### Reading passage ###

[Zope] CorruptTransactionError (Bad news for production site!)

Richard Taylor r.taylor@eris.dera.gov.uk
06 Jul 2000 14:48:41 +0100


Jim

Thank you for your prompt response. This is what I love about using
Open Source Software, the responses come from peole who really know
what they are talking about.

Further responses in-line.



Jim Fulton <jim@digicool.com> writes:

> Richard Taylor wrote:
> > 
> > Today I had to role back two days of transactions from my production
> > site because when I packed the database I was informed of a
> > CorruptTransactionError.
> 
> Did anything else happen previous to this? Did you run out of space
> or anything like that?
>

We had been doing some extensive development work and the ZDB had
reached about 2Gbytes, but the disk was not full. I packed the
database (down to 10M approx.) without any trouble. We then carried
on using the system for another two days and I then packed the
database again. This time I got the CorruptTransactionError. I
followed the instruction to truncate the database and successfully
recovered it. Close examination of the bobo_modification_times on the
objects left in the database showed that the error occurred at about
the time of the first pack.
 
> You should have been able to use Data.fs.old, which is a copy
> of the database before the pack to restore the data. Or was the
> error in there too?  I'd be interested in looking at the Data.fs
> file before the pack to try to figure out what might have gone wrong.
> 
Unfortunately the error occurred after (or during the first pack) the
second pack over-rote the Data.fs.old with the corrupt database. The
real problem was that the corrupt transaction did not have an
immediate affect.

> (If you send my your Data.fs file, please remember to send it
> to me privately and to zip or compress it. :)
>
I would love to send you the Data.fs file but unfortunately it
contents sensitive commercial information for my company and I would
be sacked for sending it out. 

I know how difficult it is to track down bugs when people will not
give you repeatable examples, but I just can't send this stuff out.

> > We are using Zope for an internal knowledge management application
> > where anyone in the organization can add objects. So I have no way of
> > know what was added after the fateful transaction and no way of
> > getting any of it back.

###

**Exercises:**
1: Reproduce the Zope thread from "I know how difficult" to "of it back.", renaming "organization" as "company" wherever it occurs.
2: Write the next part of the Zope thread, starting after its last sentence.
The listing after this point is separate material with no connection to the Zope thread.

### Source excerpt ###

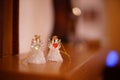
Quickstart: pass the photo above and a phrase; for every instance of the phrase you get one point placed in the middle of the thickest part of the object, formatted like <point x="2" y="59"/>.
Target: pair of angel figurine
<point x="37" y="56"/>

###

**Expected results:**
1:
I know how difficult it is to track down bugs when people will not
give you repeatable examples, but I just can't send this stuff out.

> > We are using Zope for an internal knowledge management application
> > where anyone in the company can add objects. So I have no way of
> > know what was added after the fateful transaction and no way of
> > getting any of it back.

2:
> > 
> > Bummer!
> 
> Indeed.
> 
> > I think this raises a few questions about ZDB:
> > 
> > 1) We need some tools for selectively removing bad transactions
> >    rather than just truncating Data.fs back to the last good one and
> >    loosing everything that comes after it.
> 
> Zope 2.2 has just such a tool. In the ZODB directory, there is a 
> Python script, fsrecover.py which simply calls the recover function
> in the FileStorage module. This will work with any 2.x databases.
> It scans from both the beginning and the end of the file until 
> it finds a corrupted section and then removes the corrupted portion
> from the file.  You utility modifies the file in-place, so you need
> to shut-down the site, or work on a copy when you use it.
>

Fantastic! this is exactly what I was banging on about. No if only I
had not deleted the original corrupt Data.fs file out of discussed I
would be able to get back my stuff (I think I need a serious talking
to.)
 
> > 2) We could do with a tools that can verify the ZODB offline. This
> >    could then be run at regular intervals (maybe once an hour from
> >    cron) so that corruptions can be picked up earlier.
> 
> You could use a little Python script that did something like:
> 
>   import ZODB.FileStorage
>   file_name='../../var/Data.fs'
>   file=open(file_name, 'r+b')
>   index={}
>   vindex={}
>   tindex=[]
>   ZODB.FileStorage.read_index(
>         file, file_name, index, vindex, tindex)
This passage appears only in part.